WORK REQUIRED: Only one stretch of the data should be retyped: the lines from the line containing "Would you be willing to mark the roof of" through the line containing "Would you be willing to mark the broken". Keep pictures out of it.

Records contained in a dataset
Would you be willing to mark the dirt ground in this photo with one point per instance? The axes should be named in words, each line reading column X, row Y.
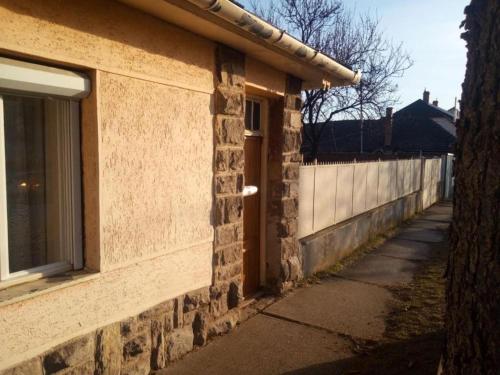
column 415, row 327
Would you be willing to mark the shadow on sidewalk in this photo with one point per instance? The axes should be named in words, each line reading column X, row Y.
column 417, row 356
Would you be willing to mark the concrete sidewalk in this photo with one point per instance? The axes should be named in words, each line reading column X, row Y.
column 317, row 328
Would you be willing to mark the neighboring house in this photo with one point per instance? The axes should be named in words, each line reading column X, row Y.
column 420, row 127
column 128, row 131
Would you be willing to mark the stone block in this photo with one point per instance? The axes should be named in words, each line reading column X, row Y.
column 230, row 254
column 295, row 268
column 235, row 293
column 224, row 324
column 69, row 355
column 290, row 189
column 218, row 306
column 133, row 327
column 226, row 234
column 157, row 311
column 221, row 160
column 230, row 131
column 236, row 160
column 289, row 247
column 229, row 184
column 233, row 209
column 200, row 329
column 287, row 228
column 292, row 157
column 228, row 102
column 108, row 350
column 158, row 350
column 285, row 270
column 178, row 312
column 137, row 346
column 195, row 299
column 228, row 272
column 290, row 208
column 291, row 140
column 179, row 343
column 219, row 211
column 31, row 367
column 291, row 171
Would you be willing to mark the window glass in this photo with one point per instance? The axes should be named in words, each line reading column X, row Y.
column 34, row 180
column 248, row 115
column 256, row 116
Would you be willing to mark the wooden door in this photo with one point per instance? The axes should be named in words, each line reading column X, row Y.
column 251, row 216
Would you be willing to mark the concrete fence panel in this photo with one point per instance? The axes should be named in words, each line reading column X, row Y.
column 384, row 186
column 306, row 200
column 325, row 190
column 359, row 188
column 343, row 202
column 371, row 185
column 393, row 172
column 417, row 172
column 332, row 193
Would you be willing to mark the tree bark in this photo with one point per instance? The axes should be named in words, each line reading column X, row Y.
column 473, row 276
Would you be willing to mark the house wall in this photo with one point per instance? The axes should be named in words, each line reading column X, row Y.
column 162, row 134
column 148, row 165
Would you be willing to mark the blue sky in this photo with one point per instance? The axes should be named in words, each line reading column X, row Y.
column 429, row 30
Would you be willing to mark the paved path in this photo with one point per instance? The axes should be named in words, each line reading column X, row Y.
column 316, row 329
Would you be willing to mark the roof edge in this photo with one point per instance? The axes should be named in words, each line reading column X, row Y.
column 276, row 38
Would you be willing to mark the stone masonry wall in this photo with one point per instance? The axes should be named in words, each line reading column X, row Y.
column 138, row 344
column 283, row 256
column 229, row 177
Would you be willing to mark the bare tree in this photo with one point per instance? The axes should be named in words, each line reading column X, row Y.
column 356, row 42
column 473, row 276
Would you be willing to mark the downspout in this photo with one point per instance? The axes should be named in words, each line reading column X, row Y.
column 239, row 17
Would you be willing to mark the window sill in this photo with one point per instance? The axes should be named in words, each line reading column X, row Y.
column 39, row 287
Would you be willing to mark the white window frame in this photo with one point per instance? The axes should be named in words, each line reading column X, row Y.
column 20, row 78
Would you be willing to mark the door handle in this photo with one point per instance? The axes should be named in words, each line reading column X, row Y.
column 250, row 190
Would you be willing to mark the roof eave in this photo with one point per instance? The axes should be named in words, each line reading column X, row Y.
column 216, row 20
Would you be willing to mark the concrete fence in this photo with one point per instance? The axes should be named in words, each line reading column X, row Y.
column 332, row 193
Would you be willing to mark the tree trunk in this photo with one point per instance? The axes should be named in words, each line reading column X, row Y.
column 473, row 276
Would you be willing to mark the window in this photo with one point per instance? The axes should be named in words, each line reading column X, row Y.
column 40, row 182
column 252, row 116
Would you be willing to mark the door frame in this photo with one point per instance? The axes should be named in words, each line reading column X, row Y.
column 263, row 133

---

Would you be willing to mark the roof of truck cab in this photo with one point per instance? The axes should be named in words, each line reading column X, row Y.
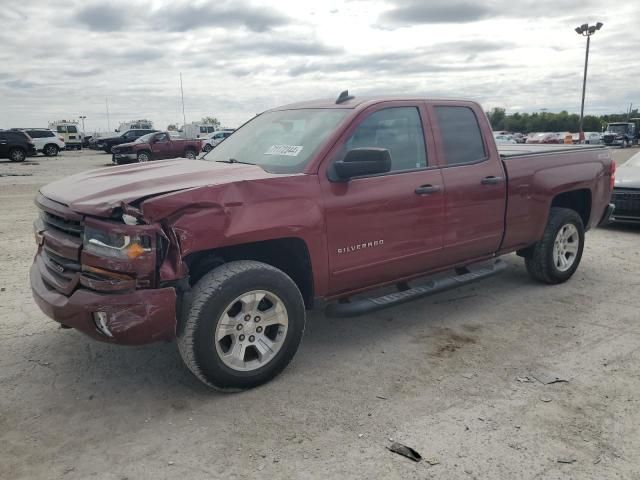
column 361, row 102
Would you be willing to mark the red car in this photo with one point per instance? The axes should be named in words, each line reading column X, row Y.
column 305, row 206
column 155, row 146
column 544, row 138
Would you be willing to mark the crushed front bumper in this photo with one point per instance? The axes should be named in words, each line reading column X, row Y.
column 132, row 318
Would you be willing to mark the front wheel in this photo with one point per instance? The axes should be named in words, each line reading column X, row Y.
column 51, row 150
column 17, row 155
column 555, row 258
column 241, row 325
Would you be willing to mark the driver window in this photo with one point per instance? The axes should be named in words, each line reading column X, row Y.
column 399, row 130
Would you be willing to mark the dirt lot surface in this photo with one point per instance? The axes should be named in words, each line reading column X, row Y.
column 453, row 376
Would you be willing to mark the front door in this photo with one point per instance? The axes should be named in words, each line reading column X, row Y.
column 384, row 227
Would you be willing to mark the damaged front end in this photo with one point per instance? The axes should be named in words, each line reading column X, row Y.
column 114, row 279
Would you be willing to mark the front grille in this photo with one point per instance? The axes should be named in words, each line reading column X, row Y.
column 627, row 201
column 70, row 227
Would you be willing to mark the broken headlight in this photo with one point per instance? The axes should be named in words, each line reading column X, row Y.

WRITTEN SOLUTION:
Would you be willing to mark the roof of truck cab in this photo with one point per instance? The axes should be named in words, each line reading column X, row Y.
column 361, row 102
Would you be willing to mark the red car in this photo with one point per instance? The axes should be named in words, each line reading column X, row Y.
column 305, row 206
column 155, row 146
column 544, row 138
Would you be willing to mark the crushed front bumper in this photo with one point per instance? The axes should be named in words, each line reading column X, row Y.
column 132, row 318
Would you be willing to mark the front wheel in this photo with one point per instance? The axes should be named in words, each line reading column X, row Y.
column 51, row 150
column 17, row 155
column 555, row 258
column 241, row 325
Would you be willing to mark the driver window in this photo with one point per instance? The axes should be named in words, each line reading column X, row Y.
column 399, row 130
Would you be willing to mark the dirt lot surface in this photo with one point per instance? The axes should be named in words, each line reading column X, row Y.
column 453, row 376
Would you be willing to mark the front door in this photo with one point per instance? The axes should be named in words, each line reading column X, row Y.
column 384, row 227
Would you be willing to mark the damaged front end in this photo with one point per instance? The axes should be named in words, each line reading column X, row Y.
column 114, row 279
Would you be willing to mark the front grille in this photo with one point per instance? The axes should be named in words, each line reading column X, row Y.
column 627, row 201
column 70, row 227
Would you be willing to mark the broken headlight in this photo with one point per instance? The axes should be named in words, each line reading column X, row Y.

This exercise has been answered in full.